-- What you will do --
Scale up everything from the line containing "Can you see the blonde" down to the end of the lines below, and give only that stretch, requests included. Multiply every coordinate in the answers by 2.2 and round each to a whole number, with halves rounded up.

-- Dataset extract --
########

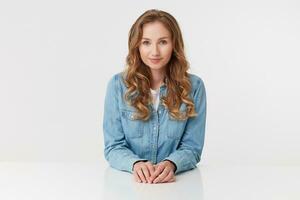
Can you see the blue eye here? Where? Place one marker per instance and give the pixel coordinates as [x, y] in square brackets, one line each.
[145, 42]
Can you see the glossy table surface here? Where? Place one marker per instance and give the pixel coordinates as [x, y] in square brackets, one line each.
[46, 180]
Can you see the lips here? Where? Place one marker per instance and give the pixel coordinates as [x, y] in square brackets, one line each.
[155, 60]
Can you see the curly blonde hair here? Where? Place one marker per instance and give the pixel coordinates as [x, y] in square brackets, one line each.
[137, 75]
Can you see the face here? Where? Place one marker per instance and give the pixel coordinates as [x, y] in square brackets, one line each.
[156, 46]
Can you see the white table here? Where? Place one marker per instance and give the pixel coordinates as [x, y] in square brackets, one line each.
[88, 181]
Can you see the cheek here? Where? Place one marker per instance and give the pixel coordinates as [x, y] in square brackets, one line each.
[143, 52]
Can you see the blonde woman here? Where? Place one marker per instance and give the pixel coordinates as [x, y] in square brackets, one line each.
[155, 111]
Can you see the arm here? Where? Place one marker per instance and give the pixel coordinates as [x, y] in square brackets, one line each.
[116, 149]
[188, 154]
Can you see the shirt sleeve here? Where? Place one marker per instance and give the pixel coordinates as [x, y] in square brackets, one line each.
[116, 150]
[188, 153]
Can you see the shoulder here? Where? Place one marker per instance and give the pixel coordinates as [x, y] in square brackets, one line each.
[116, 79]
[196, 81]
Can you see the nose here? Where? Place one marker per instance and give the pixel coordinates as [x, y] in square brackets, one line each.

########

-- Worked solution --
Can you see the blonde woman here? Where? Place one marker per instance and give the pixel coordinates as [x, y] in square brackets, one line each.
[341, 244]
Can you see the arm here? Where? Place one marker per instance and give the pixel coordinates as [x, y] in square brackets, one line each.
[255, 328]
[414, 339]
Can you see the shirt sleeve here? Where? Place one marker per instance and give the pixel coordinates as [x, y] in square brackets, one line each.
[255, 330]
[414, 337]
Can you see the shoulder here? Where? Place one marker per instance and give the pixel coordinates as [x, y] in square brackets, one line each.
[255, 174]
[431, 178]
Can you see the nose here? Where? Place one marker per instance and give the pixel coordinates as [x, y] in square brackets, one line each.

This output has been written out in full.